WHAT THE EXERCISE ASKS: Within the material below, find each line bearing the word "knee" and present it.

• • • •

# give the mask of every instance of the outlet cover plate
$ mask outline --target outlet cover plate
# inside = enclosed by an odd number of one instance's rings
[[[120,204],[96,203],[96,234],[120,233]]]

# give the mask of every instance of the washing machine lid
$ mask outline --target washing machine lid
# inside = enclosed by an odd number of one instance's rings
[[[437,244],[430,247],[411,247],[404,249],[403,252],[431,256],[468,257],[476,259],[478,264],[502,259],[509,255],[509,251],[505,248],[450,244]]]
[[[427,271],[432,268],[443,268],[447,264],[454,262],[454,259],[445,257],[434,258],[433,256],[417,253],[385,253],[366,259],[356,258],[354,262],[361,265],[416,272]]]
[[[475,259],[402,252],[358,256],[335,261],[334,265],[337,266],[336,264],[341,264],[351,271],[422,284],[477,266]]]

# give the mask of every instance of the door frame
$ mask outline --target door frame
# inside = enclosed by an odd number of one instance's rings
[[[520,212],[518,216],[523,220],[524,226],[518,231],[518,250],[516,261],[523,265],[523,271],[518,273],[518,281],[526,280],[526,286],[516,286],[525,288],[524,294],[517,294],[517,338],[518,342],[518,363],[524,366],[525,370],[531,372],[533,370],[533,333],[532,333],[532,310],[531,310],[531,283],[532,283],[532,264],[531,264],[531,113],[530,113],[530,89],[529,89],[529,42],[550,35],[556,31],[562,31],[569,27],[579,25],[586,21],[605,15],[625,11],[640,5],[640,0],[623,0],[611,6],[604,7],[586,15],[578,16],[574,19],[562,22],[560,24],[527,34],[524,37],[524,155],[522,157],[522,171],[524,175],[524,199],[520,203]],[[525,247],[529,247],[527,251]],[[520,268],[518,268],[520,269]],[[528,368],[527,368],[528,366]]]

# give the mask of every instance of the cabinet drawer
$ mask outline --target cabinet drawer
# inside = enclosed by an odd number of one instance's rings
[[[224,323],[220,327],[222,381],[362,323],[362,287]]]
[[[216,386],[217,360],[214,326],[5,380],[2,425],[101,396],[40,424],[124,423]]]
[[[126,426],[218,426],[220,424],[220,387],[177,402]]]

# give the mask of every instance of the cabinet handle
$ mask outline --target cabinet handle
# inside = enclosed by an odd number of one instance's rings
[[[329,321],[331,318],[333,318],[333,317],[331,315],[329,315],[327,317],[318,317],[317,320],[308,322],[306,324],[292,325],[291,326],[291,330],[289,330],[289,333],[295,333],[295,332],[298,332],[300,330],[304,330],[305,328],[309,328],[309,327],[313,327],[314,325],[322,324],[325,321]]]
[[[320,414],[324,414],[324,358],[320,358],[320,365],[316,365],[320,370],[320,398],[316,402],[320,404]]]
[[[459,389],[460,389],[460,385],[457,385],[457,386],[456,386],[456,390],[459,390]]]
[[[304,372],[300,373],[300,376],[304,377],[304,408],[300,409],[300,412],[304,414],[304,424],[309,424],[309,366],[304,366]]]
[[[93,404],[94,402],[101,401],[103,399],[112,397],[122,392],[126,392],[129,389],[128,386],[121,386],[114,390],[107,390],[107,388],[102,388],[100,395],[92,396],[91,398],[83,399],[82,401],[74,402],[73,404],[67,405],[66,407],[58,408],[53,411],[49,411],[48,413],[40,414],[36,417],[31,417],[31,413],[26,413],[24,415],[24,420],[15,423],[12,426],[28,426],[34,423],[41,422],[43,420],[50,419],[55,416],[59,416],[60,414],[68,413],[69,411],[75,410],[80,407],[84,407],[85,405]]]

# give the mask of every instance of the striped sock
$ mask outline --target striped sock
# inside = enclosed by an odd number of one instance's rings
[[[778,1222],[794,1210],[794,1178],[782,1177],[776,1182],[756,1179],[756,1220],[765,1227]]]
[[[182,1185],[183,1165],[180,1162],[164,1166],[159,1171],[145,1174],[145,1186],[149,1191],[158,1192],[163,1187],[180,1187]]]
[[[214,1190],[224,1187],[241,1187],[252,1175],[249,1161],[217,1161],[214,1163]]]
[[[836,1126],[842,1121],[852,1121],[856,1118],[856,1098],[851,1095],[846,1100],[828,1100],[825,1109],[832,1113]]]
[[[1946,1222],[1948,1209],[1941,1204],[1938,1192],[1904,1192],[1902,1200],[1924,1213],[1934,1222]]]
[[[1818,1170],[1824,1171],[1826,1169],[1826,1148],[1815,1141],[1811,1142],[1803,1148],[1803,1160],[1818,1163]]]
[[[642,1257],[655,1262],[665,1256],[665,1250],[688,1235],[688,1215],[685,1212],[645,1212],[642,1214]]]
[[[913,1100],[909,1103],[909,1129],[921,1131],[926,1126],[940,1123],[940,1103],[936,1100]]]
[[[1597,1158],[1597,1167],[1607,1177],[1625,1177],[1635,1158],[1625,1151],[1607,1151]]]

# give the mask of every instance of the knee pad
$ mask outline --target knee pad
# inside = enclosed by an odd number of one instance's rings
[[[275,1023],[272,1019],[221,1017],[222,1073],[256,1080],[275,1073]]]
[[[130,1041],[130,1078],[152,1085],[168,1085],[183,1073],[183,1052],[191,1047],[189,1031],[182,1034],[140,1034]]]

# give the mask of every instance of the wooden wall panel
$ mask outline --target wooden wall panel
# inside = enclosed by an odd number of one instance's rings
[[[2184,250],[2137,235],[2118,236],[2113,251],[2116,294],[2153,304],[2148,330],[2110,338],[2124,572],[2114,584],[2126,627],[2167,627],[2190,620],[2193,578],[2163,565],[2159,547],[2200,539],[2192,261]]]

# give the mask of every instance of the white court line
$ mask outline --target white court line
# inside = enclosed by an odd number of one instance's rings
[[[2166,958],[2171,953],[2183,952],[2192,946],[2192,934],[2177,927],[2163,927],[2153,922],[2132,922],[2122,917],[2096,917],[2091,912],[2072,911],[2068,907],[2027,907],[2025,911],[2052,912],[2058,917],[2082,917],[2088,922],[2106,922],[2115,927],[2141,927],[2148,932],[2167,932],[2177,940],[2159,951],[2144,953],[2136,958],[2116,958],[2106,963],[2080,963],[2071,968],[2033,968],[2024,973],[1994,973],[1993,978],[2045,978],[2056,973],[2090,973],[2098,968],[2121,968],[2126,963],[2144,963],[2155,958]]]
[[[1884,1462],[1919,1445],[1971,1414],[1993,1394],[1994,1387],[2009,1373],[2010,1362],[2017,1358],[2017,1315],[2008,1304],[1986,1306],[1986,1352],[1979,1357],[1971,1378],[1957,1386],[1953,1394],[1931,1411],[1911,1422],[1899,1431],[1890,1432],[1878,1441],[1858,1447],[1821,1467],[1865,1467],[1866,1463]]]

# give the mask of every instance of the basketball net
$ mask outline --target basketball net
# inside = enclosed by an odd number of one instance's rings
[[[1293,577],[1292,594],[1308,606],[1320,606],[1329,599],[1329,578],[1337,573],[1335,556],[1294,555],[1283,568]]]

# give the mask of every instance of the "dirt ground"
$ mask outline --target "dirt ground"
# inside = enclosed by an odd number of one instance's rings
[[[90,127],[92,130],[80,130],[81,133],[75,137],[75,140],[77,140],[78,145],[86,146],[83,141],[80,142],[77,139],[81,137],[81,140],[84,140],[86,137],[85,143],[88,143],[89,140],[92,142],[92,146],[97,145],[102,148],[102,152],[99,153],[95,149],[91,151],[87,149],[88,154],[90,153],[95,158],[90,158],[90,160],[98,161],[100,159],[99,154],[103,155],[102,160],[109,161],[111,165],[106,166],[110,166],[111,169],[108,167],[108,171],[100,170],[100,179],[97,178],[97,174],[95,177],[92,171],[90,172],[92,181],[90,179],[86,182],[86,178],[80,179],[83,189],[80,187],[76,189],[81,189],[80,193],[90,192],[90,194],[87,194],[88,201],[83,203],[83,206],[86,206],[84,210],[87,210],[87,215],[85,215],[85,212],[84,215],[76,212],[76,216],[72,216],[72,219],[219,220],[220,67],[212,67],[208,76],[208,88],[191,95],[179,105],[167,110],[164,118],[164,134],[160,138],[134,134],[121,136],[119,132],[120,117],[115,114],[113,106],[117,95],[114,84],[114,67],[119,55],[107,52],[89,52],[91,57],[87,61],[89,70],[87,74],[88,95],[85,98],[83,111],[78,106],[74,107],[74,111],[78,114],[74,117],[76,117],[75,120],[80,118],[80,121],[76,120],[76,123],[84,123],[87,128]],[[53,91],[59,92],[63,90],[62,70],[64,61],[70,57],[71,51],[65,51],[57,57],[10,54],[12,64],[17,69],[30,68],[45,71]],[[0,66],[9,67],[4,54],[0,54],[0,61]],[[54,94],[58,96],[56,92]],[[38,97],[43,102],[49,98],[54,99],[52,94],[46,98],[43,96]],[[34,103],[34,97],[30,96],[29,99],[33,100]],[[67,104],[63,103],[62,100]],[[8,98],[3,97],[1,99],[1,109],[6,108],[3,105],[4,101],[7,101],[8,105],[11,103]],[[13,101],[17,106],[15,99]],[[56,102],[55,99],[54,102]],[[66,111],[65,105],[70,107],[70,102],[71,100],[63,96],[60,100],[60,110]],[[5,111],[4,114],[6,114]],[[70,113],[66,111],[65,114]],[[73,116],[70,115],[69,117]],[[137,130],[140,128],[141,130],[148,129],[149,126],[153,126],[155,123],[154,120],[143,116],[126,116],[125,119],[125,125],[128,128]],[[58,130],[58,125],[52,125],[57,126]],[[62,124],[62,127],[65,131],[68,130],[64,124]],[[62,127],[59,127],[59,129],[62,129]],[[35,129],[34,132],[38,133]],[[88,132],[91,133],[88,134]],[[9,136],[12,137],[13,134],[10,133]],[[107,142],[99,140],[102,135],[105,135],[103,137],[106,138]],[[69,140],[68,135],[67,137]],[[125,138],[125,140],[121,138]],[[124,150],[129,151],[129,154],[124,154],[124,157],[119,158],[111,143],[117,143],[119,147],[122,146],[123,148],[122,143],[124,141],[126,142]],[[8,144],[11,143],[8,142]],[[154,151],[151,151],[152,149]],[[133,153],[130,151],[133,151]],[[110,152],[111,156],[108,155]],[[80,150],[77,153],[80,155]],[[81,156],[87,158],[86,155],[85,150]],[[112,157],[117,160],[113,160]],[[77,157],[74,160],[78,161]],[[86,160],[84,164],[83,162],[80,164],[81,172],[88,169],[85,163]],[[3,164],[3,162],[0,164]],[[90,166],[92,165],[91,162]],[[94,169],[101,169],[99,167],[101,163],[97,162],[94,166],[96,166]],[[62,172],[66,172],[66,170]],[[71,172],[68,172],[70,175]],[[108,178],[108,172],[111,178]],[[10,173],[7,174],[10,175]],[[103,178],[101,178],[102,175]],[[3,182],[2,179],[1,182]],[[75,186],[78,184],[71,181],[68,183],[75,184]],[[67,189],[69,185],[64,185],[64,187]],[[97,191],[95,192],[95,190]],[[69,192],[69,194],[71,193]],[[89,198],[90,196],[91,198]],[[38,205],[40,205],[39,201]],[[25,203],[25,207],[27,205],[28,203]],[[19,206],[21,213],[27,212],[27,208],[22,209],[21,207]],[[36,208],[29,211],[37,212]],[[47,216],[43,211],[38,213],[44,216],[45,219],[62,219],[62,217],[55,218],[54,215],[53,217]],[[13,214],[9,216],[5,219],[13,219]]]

• • • •

ANSWER BOX:
# give the mask of every instance of the knee pad
$ mask outline --target knee pad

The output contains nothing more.